*Source document:*
The social sciences are practised in all of Australia’s forty universities. Much of the teaching and research is concerned with the country’s distinctive characteristics: a thinly populated island continent; a European settler society with a strong Indigenous presence, a high rate of immigration and ethnic diversity; an advanced democracy with federal system of government; a prosperous trading economy based on commodity exports. Australian social science is therefore strong in fields such as environmental studies, demography, Aboriginal studies, multiculturalism, gender studies, history, politics and economics. It also has strengths in disciplines such as philosophy and international studies, especially East Asian and Southeast Asian studies.

The social sciences developed in disciplinary departments organised in separate faculties. Thus departments of anthropology, geography, history, linguistics, philosophy, politics and sociology were located in faculties of Arts, while economics, education and law formed separate faculties and psychology was in some places located in faculties of science or even medicine. This arrangement has given way to new organisational structures. The multidisciplinary school has become common, and divisions have replaced faculties. Academic disciplines have generated applied fields of study, and professional and vocational courses have expanded. Hence business studies now attract larger enrolments than economics, while schools of public policy operate alongside departments of politics. The same tendency is apparent in research, with the formation of multidisciplinary institutes and centres.

social science students in  sydneyThe bachelor’s degree requires three years of study, with a fourth year for honours. Students are required to complete a major, which is made up of a sequence of semester-length units in a discipline, but allows substantial choice of units from other disciplines. A wide range of more specialised graduate courses is offered, usually consisting of two years of study; many of these are vocational in character and cater to both the domestic and international market.

*What you will do:*
[1] Answer these questions using the passage on Australian social science:
(a) In how many of Australia's universities are the social sciences practised?
(b) Besides arts faculties, in what kinds of faculties was psychology located in some places?
(c) How many years of study does the bachelor's degree require?
[2] Write what follows in the passage on Australian social science, starting after its last sentence.
The records that come after this passage are separate material and are unrelated to it.

*Record excerpts:*
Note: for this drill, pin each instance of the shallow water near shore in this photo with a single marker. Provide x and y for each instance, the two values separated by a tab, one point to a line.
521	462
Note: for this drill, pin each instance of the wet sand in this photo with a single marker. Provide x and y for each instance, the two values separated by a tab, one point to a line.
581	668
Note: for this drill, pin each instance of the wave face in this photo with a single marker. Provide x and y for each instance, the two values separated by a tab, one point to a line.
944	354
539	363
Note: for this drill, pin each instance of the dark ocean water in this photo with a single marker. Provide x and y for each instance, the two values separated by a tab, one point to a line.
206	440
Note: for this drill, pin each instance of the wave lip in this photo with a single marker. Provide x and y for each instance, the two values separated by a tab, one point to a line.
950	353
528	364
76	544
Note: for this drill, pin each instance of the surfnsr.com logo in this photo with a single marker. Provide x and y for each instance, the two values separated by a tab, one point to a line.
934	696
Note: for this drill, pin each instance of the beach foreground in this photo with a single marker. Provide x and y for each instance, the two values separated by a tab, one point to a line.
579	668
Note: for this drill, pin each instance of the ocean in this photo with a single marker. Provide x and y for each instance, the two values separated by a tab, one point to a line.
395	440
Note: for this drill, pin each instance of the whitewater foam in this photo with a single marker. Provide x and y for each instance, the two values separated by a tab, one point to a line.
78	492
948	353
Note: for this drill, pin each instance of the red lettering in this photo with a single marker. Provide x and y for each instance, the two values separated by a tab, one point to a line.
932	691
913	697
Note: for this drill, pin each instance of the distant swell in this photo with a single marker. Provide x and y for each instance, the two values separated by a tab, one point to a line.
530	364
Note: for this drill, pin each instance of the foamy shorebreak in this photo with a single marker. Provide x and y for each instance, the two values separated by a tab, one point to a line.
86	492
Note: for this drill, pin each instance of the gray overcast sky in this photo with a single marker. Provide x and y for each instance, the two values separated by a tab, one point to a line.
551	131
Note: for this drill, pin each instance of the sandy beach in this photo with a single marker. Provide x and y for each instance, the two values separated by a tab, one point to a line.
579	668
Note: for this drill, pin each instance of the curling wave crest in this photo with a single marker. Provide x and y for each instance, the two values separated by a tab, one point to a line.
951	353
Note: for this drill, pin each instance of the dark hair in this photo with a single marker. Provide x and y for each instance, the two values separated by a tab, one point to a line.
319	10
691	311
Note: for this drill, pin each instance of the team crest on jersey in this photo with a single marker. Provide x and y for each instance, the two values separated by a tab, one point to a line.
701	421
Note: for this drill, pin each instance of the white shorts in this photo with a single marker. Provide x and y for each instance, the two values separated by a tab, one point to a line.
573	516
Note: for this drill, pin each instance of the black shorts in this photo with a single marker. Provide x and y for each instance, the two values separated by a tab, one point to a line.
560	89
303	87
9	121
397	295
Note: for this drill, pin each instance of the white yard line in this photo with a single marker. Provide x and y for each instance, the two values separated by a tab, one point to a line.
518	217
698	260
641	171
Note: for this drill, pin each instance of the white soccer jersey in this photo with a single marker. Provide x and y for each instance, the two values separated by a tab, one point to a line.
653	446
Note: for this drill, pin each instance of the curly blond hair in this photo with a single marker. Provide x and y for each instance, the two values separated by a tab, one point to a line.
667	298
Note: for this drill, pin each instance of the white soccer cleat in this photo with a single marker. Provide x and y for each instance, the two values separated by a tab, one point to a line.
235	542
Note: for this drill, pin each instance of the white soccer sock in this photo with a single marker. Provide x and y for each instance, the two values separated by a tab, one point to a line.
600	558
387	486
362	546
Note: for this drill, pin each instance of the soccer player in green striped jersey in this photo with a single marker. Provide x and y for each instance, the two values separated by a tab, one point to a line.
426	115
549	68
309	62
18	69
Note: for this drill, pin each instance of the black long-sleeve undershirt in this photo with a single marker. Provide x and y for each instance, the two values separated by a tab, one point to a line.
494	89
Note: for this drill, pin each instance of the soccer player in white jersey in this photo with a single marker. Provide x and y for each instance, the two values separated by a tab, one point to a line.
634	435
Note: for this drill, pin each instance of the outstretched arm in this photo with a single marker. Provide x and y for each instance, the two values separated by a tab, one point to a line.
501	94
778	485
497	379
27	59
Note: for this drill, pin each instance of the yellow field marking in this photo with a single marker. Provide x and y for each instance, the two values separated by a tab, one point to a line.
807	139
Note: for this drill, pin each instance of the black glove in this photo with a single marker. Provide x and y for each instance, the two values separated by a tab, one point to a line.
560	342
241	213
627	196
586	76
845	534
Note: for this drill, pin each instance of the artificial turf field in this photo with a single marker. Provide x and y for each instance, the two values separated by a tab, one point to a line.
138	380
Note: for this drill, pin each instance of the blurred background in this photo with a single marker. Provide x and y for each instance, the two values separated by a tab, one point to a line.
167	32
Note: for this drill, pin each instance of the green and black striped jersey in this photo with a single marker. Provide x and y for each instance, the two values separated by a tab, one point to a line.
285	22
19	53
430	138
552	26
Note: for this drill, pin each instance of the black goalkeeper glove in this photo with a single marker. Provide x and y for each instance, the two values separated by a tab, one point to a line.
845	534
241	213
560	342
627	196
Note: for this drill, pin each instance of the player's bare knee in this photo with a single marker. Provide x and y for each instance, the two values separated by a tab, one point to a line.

*Responses to the exercise:*
[1]
(a) Forty.
(b) Faculties of science or even medicine.
(c) Three years, with a fourth year for honours.

[2]
The Australian Research Council is the principal public source of support for research and offers a range of grants for centres, projects and fellowships. These include grants with industry partners, and are complemented by commissioned research. Higher degree research is supported by a large number of scholarships to domestic students, to whom it is free of charge. The number of international higher degree research students lags behind those undertaking undergraduate degrees, but is increasing. A number of government research programs assist international collaboration, which is a marked feature of current work in the social sciences. All the Australian universities conduct both teaching and research, so that both the curriculum and pedagogy are enriched by the research activity.

There is also increased emphasis on interdisciplinary research both within the social sciences and in partnership with the natural and biological sciences. Hence the social sciences are drawn into the programs of public research organisations such as the Commonwealth Scientific and Research Organisation, and play a prominent role in environmental studies, public health and industrial innovation. These patterns of activity have in turn employment outcomes. Many graduates in social science proceed to professional careers in the private and public sector; an increasing number work in the growth sector of the knowledge economy.